» Objective:
Copy the following listing line for line, without changing anything.
━━━━━ Records for this exercise ━━━━━
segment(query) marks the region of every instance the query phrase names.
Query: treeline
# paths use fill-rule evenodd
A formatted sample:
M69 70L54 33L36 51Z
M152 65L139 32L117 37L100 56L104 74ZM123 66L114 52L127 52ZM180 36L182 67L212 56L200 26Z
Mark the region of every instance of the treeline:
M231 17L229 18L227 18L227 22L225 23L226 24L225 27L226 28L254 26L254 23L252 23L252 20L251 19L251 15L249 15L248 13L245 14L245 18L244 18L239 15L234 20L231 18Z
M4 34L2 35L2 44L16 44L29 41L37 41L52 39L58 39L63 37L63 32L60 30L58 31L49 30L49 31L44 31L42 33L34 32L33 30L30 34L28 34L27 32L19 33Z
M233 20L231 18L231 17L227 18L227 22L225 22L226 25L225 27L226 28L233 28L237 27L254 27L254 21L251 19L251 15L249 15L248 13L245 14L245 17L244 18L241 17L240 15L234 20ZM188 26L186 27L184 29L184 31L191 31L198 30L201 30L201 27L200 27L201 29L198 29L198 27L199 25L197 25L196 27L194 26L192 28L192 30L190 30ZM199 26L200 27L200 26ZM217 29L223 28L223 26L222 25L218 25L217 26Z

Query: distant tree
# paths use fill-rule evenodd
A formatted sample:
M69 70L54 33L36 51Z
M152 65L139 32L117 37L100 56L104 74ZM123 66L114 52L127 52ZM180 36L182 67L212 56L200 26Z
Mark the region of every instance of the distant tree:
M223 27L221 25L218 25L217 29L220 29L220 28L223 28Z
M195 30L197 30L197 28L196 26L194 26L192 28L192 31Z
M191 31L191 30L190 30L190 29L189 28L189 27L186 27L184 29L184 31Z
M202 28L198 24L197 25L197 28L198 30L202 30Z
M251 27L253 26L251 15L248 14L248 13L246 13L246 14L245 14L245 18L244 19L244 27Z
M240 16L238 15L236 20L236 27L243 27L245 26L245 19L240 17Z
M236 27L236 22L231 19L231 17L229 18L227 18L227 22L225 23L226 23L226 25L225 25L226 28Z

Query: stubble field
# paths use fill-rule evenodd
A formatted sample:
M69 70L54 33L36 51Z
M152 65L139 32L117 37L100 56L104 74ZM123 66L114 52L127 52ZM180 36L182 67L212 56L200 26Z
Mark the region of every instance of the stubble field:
━━━━━
» Solution to the problem:
segment(query) marks the region of every instance the query phrase names.
Query: treeline
# paths use fill-rule evenodd
A formatted sample:
M69 70L54 33L36 51Z
M152 65L139 32L117 37L100 56L104 74ZM123 66L114 52L127 52ZM180 36L182 67L212 56L200 26Z
Mark the region of every instance of the treeline:
M231 17L229 18L227 18L227 22L225 23L226 24L225 27L226 28L254 26L254 23L252 23L252 20L251 19L251 15L249 15L248 13L245 14L245 18L244 18L239 15L234 20L231 18Z
M4 34L2 35L2 44L16 44L29 41L37 41L52 39L58 39L63 37L63 32L60 30L58 31L49 30L49 31L44 31L42 33L34 32L33 30L30 34L28 34L27 32L19 33Z
M233 20L231 18L231 17L227 18L227 22L225 22L226 25L225 27L226 28L233 28L237 27L254 27L254 21L251 19L251 15L249 15L248 13L245 14L245 17L244 18L241 17L240 15L234 20ZM188 26L186 27L184 29L184 31L191 31L198 30L201 30L201 27L200 27L201 29L198 29L198 27L199 25L197 25L196 27L194 26L192 28L192 30L190 30ZM199 26L200 27L200 26ZM217 29L223 28L223 26L222 25L218 25L217 26Z

Query: distant tree
# paths use fill-rule evenodd
A formatted sample:
M69 70L54 33L36 51Z
M152 65L139 32L117 37L100 56L104 74ZM123 66L114 52L127 52ZM180 36L182 67L212 56L200 26Z
Mark the region of every instance of the distant tree:
M223 27L221 25L218 25L217 29L220 29L220 28L223 28Z
M195 30L197 30L197 28L196 26L194 26L192 28L192 31Z
M191 31L191 30L190 30L190 29L189 28L189 27L186 27L184 29L184 31Z
M202 28L198 24L197 25L197 28L198 30L202 30Z
M251 27L253 26L251 15L248 14L248 13L246 13L246 14L245 14L245 18L244 19L244 27Z
M240 16L238 15L236 20L236 27L243 27L245 26L245 19L240 17Z
M236 27L236 22L231 19L231 17L229 18L227 18L227 22L225 23L226 23L226 25L225 25L226 28Z

Query: stubble field
# paths use fill-rule evenodd
A formatted sample:
M69 70L54 33L36 51Z
M152 65L139 32L117 37L100 56L104 74ZM123 66L114 52L127 52ZM180 36L182 67L212 56L200 26Z
Mark the region of every instance of the stubble field:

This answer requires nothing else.